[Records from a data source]
********

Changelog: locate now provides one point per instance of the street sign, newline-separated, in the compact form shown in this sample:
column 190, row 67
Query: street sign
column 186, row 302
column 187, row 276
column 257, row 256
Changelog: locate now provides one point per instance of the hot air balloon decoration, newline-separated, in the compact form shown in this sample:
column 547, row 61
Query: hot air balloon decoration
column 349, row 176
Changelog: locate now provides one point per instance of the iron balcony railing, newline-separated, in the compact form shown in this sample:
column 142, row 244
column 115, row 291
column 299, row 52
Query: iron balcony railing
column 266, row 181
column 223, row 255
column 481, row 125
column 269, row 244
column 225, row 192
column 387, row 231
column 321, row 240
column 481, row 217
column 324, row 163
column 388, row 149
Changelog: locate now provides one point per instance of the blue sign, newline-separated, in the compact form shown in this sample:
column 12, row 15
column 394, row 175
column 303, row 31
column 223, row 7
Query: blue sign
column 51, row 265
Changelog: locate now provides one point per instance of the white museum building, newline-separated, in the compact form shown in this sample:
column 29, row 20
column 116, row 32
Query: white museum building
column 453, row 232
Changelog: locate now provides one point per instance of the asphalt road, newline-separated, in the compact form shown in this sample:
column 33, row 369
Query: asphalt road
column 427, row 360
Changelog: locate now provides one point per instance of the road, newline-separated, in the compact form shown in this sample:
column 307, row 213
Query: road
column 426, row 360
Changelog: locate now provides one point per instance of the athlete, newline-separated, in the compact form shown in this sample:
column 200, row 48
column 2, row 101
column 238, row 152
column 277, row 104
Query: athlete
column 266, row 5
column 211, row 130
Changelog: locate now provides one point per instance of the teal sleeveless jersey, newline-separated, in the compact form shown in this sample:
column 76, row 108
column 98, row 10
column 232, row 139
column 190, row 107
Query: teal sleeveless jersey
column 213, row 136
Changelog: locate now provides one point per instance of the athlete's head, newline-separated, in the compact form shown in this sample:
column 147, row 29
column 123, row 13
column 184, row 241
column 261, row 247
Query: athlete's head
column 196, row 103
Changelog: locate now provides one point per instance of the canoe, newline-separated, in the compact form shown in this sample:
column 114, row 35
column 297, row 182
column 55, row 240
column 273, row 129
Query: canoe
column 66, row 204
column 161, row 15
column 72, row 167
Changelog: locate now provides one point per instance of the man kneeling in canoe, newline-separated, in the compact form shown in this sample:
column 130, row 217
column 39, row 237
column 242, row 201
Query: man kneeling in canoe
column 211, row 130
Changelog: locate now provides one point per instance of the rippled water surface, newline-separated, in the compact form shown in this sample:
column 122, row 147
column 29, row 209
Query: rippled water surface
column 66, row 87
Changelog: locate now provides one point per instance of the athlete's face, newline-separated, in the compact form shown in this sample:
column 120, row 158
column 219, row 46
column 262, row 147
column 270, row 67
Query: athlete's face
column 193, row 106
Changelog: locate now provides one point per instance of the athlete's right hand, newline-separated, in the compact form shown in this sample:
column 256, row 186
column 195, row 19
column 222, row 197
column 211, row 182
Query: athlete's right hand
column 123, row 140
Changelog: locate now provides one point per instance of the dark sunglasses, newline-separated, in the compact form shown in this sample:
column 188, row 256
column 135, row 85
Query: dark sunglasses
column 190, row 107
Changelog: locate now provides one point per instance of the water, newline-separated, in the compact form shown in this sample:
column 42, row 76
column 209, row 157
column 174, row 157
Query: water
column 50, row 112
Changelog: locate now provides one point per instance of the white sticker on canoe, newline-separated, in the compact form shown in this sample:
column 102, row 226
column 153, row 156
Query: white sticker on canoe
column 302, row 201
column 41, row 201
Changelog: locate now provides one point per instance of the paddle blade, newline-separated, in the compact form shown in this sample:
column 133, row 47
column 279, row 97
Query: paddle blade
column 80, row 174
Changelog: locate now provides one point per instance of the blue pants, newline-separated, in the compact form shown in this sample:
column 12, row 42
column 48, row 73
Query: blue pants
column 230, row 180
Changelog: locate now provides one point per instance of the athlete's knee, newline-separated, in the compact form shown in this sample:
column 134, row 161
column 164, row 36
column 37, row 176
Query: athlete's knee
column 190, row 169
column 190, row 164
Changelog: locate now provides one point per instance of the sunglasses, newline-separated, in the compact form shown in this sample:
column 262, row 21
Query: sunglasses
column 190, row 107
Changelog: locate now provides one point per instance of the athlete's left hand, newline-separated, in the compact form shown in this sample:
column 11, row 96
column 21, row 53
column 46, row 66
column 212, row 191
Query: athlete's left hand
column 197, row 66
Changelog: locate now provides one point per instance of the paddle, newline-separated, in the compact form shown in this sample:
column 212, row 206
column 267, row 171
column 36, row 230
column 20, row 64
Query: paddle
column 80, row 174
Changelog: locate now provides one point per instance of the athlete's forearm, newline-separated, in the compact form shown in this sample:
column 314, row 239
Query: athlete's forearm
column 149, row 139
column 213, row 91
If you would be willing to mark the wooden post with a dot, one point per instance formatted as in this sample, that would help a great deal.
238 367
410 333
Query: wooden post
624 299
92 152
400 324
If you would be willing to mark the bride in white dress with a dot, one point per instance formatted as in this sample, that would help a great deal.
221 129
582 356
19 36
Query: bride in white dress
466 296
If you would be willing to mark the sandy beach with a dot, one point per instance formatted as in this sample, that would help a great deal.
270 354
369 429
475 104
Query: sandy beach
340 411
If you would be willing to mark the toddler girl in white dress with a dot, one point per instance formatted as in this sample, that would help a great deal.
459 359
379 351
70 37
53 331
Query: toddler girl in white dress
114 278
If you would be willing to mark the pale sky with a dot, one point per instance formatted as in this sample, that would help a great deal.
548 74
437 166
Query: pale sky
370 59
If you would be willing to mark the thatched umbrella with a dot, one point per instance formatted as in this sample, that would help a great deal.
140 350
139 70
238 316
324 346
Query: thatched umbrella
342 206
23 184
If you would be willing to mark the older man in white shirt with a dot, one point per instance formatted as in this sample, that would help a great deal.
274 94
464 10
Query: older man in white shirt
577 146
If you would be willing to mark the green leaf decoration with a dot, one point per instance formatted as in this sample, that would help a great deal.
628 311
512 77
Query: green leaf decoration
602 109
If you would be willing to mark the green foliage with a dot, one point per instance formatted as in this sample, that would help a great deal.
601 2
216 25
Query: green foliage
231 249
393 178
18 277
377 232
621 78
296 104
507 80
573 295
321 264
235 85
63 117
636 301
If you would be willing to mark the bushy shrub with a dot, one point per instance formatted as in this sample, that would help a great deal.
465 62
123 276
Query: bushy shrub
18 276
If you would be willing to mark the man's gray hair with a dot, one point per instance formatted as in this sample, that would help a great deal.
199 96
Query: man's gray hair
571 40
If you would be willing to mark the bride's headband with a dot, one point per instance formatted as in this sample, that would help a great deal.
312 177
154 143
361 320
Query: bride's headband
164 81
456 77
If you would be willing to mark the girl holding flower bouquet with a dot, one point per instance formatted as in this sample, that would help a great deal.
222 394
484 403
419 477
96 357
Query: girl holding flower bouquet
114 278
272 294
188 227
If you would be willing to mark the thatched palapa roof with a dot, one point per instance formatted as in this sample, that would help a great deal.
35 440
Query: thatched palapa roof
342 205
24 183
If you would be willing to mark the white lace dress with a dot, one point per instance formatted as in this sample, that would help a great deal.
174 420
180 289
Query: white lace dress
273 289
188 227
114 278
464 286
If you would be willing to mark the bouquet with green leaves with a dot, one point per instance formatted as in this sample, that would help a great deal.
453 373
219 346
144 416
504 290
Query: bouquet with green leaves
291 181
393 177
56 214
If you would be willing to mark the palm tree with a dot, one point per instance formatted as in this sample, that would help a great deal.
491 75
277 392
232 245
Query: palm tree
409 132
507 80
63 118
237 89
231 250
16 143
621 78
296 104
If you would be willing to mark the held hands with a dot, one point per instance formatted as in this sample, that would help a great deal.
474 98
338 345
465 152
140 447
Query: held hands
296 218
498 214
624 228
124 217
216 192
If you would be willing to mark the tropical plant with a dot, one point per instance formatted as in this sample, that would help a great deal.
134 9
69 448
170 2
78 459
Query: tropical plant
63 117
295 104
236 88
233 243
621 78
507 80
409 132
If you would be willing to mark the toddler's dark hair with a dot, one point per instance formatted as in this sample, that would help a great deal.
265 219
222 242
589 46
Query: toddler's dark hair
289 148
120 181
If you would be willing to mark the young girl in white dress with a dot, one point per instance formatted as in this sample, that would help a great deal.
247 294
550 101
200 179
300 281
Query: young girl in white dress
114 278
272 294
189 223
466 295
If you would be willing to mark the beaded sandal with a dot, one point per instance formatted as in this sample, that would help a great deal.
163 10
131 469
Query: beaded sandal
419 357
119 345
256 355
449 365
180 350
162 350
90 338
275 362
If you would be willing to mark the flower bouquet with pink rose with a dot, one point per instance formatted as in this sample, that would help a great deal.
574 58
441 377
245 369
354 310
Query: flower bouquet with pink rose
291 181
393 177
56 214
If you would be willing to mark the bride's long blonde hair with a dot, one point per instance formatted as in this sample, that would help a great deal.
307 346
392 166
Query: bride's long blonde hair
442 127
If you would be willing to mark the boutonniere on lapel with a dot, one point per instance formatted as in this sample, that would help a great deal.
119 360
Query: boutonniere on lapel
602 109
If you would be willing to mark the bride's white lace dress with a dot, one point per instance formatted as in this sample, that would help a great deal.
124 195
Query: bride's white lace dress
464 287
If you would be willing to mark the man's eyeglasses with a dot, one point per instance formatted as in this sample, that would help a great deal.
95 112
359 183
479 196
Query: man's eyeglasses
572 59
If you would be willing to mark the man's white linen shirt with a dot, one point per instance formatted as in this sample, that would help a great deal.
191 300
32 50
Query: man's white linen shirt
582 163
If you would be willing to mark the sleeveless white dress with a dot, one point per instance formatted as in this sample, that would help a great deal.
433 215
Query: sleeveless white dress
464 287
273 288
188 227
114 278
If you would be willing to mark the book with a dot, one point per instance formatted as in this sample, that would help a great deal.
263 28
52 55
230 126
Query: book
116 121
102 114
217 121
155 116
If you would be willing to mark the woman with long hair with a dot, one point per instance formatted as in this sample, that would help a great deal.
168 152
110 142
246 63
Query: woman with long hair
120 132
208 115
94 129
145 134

********

:: Goal of the exercise ::
Copy everything from the line containing "the canoe, newline-separated, in" down to the line containing "column 123, row 140", substituting "short" for "compact" and leaving everything else unchanged.

:: Solved problem ::
Changelog: locate now provides one point per instance of the canoe, newline-separated, in the short form shown in this sample:
column 114, row 35
column 297, row 182
column 55, row 240
column 273, row 129
Query: canoe
column 66, row 204
column 161, row 15
column 72, row 167
Changelog: locate now provides one point per instance of the man kneeling in canoe, newline-separated, in the short form shown in this sample:
column 130, row 217
column 39, row 237
column 242, row 201
Query: man kneeling in canoe
column 211, row 130
Changelog: locate now provides one point per instance of the rippled water surface, newline-separated, in the short form shown in this sample:
column 122, row 147
column 29, row 209
Query: rippled water surface
column 66, row 87
Changelog: locate now provides one point per instance of the athlete's face, newline-separated, in the short form shown in this sample:
column 120, row 158
column 219, row 46
column 262, row 147
column 270, row 67
Query: athlete's face
column 193, row 106
Changelog: locate now provides one point per instance of the athlete's right hand, newline-separated, in the short form shown in this sample:
column 256, row 186
column 195, row 19
column 222, row 197
column 211, row 182
Query: athlete's right hand
column 123, row 140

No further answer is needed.